* **MATERIAL PROVIDED**
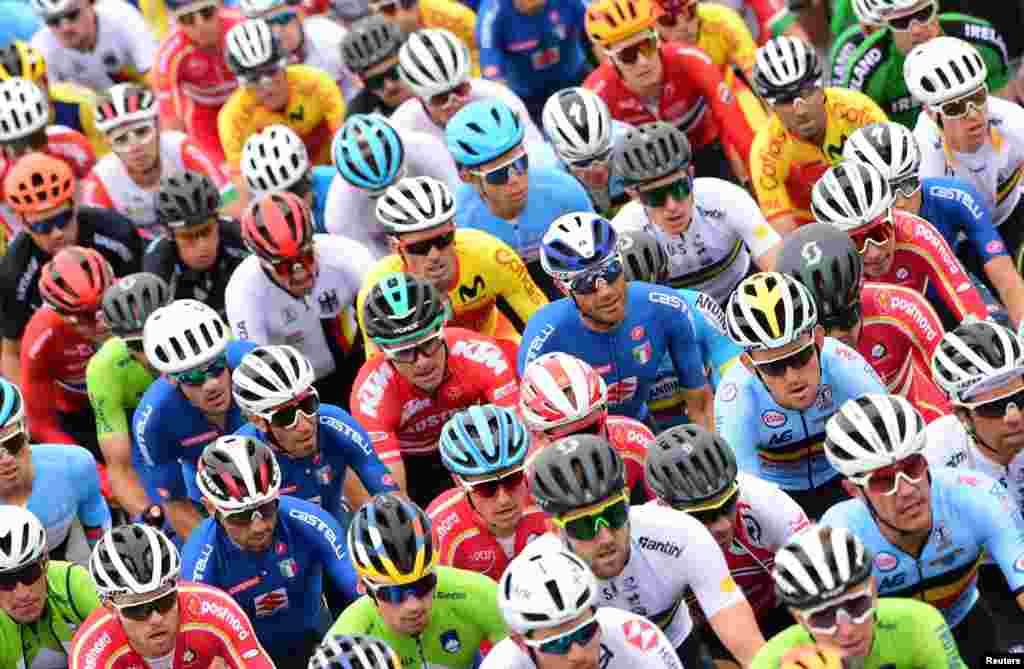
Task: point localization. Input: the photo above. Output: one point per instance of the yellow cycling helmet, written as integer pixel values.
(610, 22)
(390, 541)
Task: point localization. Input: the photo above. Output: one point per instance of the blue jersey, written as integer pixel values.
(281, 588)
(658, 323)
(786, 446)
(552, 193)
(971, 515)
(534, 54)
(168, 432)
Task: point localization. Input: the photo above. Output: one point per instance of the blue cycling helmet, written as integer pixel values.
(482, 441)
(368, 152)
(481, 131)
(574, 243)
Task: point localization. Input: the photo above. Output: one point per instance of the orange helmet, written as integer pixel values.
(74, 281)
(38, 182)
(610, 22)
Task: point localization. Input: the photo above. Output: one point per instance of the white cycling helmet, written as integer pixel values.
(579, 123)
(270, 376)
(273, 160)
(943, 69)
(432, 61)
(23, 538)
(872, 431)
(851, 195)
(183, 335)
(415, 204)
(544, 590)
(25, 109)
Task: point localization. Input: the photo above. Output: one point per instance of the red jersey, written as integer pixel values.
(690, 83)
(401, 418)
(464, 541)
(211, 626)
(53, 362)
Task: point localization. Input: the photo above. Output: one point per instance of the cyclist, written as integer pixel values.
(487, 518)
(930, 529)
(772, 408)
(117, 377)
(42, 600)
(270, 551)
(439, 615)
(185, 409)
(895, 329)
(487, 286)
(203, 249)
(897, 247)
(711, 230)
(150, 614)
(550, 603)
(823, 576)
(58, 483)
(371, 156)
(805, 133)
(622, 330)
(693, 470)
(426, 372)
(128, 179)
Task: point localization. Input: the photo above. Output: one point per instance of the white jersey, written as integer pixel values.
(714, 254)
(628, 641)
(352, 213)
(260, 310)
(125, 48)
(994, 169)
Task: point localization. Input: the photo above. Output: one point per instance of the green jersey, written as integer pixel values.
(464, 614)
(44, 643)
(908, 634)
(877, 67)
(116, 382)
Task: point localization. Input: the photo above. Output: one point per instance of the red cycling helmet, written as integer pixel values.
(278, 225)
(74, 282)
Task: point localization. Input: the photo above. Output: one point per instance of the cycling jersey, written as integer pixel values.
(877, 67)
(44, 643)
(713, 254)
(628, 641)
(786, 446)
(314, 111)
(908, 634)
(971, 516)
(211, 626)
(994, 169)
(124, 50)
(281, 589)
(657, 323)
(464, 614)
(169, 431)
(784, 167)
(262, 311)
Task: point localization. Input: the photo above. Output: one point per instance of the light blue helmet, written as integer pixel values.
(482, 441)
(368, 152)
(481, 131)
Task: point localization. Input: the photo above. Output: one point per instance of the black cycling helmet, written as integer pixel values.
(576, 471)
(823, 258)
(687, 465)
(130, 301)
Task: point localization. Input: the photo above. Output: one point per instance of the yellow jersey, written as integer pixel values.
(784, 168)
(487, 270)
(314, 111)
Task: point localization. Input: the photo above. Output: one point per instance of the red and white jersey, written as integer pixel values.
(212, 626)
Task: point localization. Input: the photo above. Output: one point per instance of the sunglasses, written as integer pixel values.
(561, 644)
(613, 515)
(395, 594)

...

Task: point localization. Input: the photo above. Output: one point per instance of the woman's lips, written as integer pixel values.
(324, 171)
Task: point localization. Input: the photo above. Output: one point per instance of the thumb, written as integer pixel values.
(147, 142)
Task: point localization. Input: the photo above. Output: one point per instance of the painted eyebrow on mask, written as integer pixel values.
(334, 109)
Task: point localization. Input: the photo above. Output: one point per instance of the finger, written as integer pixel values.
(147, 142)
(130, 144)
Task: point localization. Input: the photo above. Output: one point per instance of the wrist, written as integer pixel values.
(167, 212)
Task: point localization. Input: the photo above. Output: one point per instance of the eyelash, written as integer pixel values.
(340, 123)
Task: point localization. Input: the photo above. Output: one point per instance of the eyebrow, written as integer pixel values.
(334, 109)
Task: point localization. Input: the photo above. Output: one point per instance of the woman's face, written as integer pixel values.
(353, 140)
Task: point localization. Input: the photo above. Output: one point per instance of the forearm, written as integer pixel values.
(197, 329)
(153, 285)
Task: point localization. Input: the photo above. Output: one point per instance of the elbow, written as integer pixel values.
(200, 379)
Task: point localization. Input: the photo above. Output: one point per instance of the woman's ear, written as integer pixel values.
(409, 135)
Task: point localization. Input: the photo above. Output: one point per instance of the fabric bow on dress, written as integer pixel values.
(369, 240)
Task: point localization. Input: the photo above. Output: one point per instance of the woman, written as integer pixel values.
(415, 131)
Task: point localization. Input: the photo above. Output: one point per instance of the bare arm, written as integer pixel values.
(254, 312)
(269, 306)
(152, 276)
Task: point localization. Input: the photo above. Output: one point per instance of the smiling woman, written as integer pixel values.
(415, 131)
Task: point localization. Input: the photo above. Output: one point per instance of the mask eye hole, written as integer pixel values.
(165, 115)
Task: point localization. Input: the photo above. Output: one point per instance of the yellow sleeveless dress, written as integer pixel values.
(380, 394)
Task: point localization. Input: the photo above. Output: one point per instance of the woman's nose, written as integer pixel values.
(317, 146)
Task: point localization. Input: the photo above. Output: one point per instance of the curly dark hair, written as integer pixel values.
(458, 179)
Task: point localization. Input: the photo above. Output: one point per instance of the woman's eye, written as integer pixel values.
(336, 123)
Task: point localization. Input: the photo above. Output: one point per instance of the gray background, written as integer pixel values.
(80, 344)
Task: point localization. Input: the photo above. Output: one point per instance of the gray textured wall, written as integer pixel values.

* **WRITTEN PROBLEM**
Gather every line of the rows above that contains the word "dress", and copy each one out in full. Case counts.

* **EXERCISE RESULT**
Task: point localization. Input: the photo above. Output: one point per instance of the fabric bow on dress, written as integer pixel values.
Task: point localization. Input: the photo above. Output: one point per instance of the yellow sleeveless dress, written as integer pixel values.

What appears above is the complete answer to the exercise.